What is being asked:
When you reach the records below, output each one exactly.

Stored data entries:
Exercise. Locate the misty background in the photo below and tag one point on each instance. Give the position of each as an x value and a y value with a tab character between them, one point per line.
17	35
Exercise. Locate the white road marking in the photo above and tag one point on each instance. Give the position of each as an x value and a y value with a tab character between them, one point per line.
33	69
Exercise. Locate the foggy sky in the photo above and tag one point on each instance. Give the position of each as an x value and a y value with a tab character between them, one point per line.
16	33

Written answer:
Exercise. Locate the misty background in the photo below and tag one point on each instance. Give the position of each as an x value and a y value with a tab character between them, one point per line.
17	35
Exercise. Locate the white road marking in the photo above and tag one point on each instance. Give the position of each as an x value and a y value with a tab character between them, one point per line.
33	69
Exercise. Locate the foggy sky in the photo above and tag one point on each instance. Give the position of each as an x value and a y value with a tab character between them, one point per line.
16	33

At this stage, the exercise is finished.